# WHAT IS REQUIRED
Your output should be the lines from the one with "Annotation task — locate each instance of the rock in foreground" through the end of the entries below, set down word for word and nothing else.

Point localization data
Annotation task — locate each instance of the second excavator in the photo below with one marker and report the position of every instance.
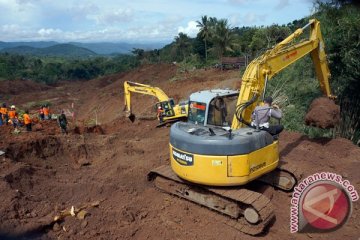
(216, 154)
(170, 112)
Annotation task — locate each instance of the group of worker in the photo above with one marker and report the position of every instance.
(12, 117)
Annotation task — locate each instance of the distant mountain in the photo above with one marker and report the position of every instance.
(103, 48)
(107, 48)
(60, 50)
(40, 44)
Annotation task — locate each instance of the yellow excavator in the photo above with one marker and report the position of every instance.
(216, 155)
(169, 111)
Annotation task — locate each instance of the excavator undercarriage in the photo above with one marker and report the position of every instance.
(247, 210)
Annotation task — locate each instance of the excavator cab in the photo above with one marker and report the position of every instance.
(212, 107)
(167, 106)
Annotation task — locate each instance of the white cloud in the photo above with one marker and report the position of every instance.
(238, 1)
(282, 4)
(49, 32)
(87, 10)
(191, 29)
(115, 16)
(252, 18)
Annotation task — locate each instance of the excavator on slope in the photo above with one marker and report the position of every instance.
(216, 155)
(171, 112)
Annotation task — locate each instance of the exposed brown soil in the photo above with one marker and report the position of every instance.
(323, 113)
(44, 172)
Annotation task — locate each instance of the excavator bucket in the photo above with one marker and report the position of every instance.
(131, 116)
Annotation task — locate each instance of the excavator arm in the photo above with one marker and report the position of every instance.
(143, 89)
(263, 68)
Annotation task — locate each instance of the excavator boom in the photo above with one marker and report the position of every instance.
(265, 67)
(172, 112)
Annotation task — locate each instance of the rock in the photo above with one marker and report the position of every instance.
(84, 224)
(56, 227)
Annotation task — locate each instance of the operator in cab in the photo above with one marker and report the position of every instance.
(262, 114)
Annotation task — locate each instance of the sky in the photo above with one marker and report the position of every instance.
(134, 20)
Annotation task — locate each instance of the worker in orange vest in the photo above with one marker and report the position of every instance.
(13, 116)
(27, 121)
(46, 110)
(41, 113)
(160, 113)
(4, 118)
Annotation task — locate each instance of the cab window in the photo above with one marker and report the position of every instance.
(221, 111)
(197, 112)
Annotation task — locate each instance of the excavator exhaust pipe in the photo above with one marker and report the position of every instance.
(132, 117)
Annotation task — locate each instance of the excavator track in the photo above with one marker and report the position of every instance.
(248, 211)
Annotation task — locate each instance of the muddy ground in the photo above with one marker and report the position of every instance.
(45, 172)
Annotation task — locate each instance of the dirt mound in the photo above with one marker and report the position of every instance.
(323, 113)
(45, 172)
(16, 87)
(88, 129)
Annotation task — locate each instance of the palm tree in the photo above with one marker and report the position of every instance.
(224, 39)
(204, 26)
(183, 44)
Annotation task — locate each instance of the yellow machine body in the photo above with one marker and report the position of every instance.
(225, 170)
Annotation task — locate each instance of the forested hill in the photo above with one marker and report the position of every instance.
(103, 48)
(59, 50)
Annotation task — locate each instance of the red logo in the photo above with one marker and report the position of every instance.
(326, 206)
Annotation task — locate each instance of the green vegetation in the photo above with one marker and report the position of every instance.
(59, 50)
(294, 88)
(53, 69)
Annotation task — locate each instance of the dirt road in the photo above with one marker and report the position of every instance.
(45, 172)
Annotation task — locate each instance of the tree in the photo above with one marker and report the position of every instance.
(223, 38)
(183, 45)
(204, 26)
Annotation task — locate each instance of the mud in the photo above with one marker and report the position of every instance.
(323, 113)
(45, 172)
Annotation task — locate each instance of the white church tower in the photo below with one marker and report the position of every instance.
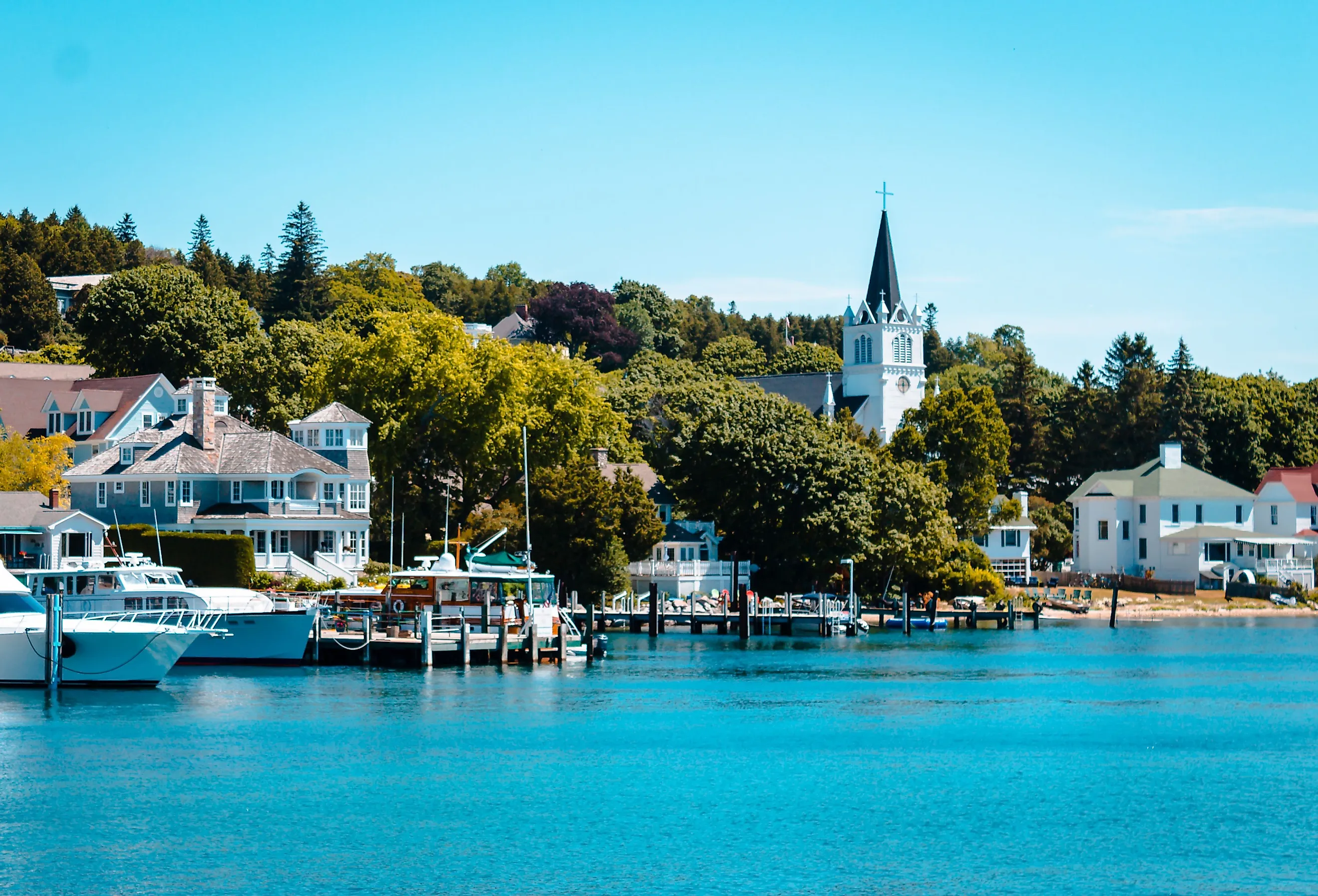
(884, 348)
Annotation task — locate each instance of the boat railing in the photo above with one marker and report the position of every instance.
(178, 618)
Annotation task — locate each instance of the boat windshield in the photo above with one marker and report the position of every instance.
(11, 602)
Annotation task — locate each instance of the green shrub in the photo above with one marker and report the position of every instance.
(206, 559)
(262, 580)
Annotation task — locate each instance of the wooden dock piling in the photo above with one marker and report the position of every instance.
(588, 635)
(533, 645)
(654, 609)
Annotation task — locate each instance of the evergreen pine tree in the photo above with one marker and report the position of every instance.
(1134, 405)
(1023, 414)
(1184, 407)
(126, 231)
(201, 236)
(298, 283)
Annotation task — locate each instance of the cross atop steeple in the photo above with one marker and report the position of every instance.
(885, 194)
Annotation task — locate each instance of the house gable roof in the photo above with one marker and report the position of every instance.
(33, 510)
(334, 413)
(1155, 481)
(240, 451)
(1302, 483)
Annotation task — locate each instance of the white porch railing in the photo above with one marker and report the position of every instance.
(686, 569)
(335, 570)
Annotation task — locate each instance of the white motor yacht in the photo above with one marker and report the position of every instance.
(107, 651)
(262, 630)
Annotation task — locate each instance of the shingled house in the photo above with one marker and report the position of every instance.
(305, 506)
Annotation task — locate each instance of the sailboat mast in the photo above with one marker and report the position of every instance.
(526, 500)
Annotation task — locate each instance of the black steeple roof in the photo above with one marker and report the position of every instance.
(884, 275)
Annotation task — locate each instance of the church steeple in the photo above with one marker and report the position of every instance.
(884, 275)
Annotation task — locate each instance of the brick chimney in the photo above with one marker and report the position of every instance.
(203, 411)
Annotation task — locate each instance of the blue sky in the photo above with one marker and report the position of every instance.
(1076, 170)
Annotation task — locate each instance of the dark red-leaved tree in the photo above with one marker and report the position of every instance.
(580, 316)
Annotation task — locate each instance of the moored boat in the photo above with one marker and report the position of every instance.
(116, 650)
(260, 630)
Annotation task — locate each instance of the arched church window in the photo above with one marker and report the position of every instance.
(902, 349)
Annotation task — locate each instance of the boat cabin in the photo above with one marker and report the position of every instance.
(497, 595)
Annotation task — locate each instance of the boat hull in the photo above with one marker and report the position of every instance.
(104, 652)
(254, 639)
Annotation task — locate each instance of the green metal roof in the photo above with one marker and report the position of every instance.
(1152, 480)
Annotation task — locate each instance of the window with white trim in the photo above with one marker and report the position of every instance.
(356, 496)
(902, 349)
(864, 349)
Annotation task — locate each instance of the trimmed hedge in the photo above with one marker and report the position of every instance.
(207, 559)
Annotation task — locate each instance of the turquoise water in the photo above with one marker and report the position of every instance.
(1164, 758)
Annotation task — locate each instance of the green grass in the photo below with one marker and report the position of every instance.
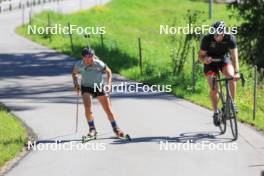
(13, 136)
(125, 21)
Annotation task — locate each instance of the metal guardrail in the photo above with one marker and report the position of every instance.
(9, 5)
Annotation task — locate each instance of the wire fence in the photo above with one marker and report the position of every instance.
(137, 48)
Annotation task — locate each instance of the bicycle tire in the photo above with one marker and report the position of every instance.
(233, 120)
(222, 125)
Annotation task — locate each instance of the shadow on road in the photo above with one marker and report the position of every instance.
(191, 137)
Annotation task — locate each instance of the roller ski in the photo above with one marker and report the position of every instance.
(90, 136)
(121, 135)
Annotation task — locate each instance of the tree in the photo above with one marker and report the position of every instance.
(251, 31)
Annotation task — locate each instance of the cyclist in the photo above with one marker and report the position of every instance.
(92, 70)
(215, 51)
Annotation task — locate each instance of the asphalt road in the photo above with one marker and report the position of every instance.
(35, 82)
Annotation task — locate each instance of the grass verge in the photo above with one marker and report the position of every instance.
(13, 136)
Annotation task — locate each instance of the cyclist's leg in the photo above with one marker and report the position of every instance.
(228, 71)
(211, 71)
(213, 92)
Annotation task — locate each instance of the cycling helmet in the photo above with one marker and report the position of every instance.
(87, 51)
(219, 27)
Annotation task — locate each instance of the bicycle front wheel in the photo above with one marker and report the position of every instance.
(233, 120)
(222, 125)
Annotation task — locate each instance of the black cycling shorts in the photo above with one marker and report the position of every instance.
(94, 92)
(213, 68)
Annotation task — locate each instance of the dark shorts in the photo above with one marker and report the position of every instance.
(213, 68)
(94, 92)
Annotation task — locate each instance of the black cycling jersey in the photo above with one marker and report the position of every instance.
(219, 50)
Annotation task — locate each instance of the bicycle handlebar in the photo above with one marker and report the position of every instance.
(241, 77)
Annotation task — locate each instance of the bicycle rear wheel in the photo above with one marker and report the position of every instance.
(233, 120)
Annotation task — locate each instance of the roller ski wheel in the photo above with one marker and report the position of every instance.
(89, 137)
(121, 135)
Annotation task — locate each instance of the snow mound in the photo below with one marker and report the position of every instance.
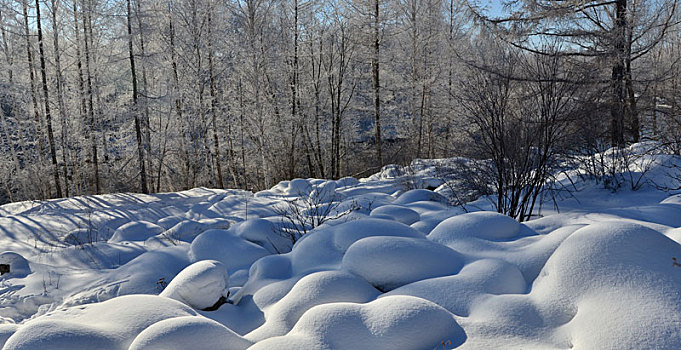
(397, 322)
(112, 324)
(324, 192)
(458, 293)
(221, 245)
(6, 331)
(347, 181)
(314, 289)
(136, 231)
(185, 231)
(181, 333)
(18, 265)
(391, 262)
(200, 285)
(344, 235)
(609, 285)
(397, 213)
(420, 195)
(81, 236)
(263, 233)
(482, 224)
(169, 221)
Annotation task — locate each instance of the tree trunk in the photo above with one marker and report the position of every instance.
(138, 131)
(48, 115)
(60, 98)
(618, 108)
(34, 98)
(376, 82)
(213, 107)
(90, 109)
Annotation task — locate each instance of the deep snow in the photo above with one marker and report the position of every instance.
(395, 269)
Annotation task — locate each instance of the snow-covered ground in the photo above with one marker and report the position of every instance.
(384, 268)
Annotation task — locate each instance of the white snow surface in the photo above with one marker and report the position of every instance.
(397, 268)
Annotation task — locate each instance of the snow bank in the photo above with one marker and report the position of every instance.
(18, 265)
(263, 233)
(419, 195)
(189, 332)
(391, 262)
(136, 231)
(109, 325)
(396, 213)
(314, 289)
(397, 322)
(200, 285)
(221, 245)
(483, 224)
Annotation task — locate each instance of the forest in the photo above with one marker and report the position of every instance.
(157, 96)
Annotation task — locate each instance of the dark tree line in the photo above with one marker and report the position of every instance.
(152, 96)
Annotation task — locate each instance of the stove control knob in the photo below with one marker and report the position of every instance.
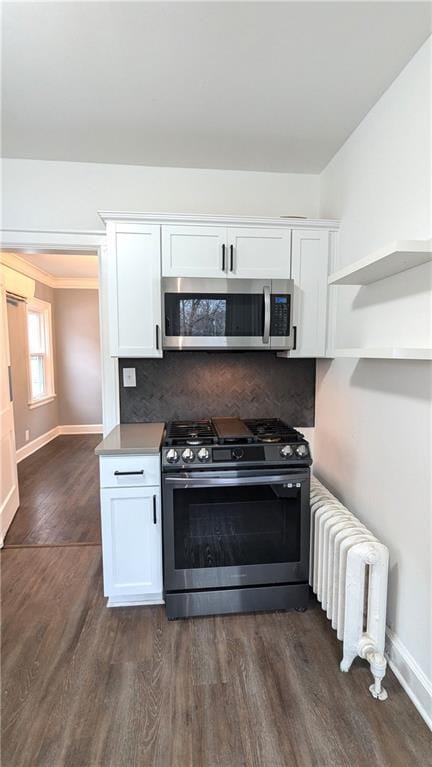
(172, 456)
(188, 455)
(286, 451)
(203, 455)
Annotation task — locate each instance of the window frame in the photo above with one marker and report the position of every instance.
(43, 308)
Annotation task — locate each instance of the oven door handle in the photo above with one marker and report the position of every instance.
(270, 479)
(267, 314)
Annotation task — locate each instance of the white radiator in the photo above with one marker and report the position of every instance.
(348, 573)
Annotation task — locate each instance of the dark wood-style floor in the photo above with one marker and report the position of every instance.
(87, 686)
(59, 494)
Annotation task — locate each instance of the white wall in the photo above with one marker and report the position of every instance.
(373, 417)
(61, 195)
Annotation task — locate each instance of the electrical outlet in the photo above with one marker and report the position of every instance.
(129, 377)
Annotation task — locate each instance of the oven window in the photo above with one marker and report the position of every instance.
(229, 526)
(214, 314)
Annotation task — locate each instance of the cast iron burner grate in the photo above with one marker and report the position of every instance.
(190, 433)
(271, 430)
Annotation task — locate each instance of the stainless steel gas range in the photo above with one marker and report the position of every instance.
(235, 516)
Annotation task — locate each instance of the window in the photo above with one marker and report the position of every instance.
(41, 371)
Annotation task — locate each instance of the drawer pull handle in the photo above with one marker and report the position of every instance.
(127, 473)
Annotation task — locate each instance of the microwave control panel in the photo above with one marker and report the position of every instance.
(280, 315)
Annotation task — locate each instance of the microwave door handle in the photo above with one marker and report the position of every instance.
(267, 314)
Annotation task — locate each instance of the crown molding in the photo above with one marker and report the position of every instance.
(181, 218)
(22, 266)
(77, 283)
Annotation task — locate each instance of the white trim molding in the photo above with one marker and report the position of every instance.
(87, 428)
(31, 447)
(412, 678)
(21, 265)
(180, 218)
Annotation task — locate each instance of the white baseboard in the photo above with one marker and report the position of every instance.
(413, 680)
(136, 600)
(36, 444)
(87, 428)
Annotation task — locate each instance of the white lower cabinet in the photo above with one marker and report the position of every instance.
(132, 544)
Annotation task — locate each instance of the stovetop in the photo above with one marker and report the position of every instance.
(220, 442)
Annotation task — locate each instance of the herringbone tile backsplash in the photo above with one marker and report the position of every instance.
(204, 384)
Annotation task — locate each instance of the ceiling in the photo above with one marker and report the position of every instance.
(238, 85)
(61, 265)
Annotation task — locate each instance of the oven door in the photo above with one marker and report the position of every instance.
(226, 314)
(230, 529)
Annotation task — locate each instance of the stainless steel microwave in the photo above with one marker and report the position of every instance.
(227, 313)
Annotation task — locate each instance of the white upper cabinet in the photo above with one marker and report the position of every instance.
(194, 251)
(134, 266)
(309, 261)
(259, 253)
(219, 251)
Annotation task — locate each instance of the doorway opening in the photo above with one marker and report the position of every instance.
(51, 307)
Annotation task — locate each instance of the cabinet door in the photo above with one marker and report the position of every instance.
(135, 290)
(131, 541)
(194, 251)
(310, 274)
(259, 253)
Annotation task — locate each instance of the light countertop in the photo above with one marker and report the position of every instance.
(132, 439)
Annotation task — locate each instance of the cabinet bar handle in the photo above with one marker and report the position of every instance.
(127, 473)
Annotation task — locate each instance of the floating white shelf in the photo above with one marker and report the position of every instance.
(396, 257)
(386, 353)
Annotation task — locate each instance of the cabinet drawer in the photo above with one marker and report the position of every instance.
(129, 470)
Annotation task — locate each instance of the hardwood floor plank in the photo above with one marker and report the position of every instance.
(59, 494)
(87, 686)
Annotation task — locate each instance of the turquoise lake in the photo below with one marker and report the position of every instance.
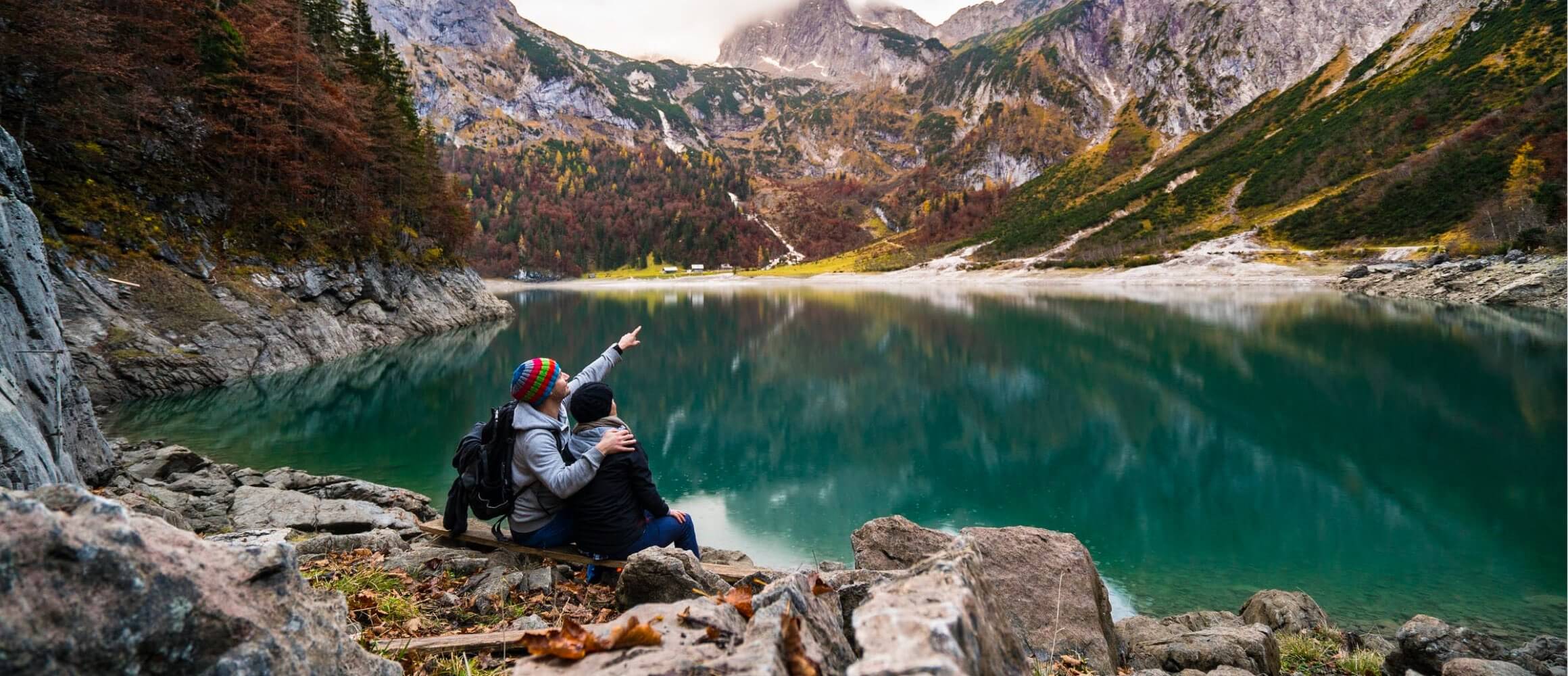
(1390, 458)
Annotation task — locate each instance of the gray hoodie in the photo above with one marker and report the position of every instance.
(538, 473)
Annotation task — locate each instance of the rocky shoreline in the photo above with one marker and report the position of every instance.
(178, 331)
(1513, 280)
(303, 573)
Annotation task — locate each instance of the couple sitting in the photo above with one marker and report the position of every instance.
(589, 483)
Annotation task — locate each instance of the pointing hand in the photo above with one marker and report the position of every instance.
(629, 341)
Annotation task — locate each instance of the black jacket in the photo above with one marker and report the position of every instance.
(607, 513)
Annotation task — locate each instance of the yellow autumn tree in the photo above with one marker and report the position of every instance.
(1525, 178)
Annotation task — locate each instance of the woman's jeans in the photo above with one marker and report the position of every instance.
(664, 531)
(556, 534)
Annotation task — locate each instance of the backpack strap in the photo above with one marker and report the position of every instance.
(501, 535)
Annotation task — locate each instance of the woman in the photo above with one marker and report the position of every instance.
(620, 512)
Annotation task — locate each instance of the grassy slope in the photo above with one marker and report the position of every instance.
(1329, 159)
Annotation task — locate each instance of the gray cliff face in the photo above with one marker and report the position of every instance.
(990, 18)
(899, 18)
(827, 41)
(173, 335)
(30, 452)
(1183, 65)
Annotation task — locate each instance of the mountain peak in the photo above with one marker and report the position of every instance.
(825, 40)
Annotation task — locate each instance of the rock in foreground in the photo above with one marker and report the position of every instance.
(939, 620)
(1250, 648)
(1288, 612)
(1031, 571)
(96, 589)
(664, 576)
(894, 543)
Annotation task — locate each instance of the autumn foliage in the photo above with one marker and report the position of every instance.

# SOLUTION FOR THIS EXERCISE
Annotation task — locate each instance of the rock in foreground in the photo above with one marker and report the position of every instance.
(939, 620)
(1250, 648)
(1288, 612)
(1031, 571)
(96, 589)
(664, 576)
(894, 543)
Annotation task — locate each instance of the autumn foliage in the photo above with one marker and report the position of every instance.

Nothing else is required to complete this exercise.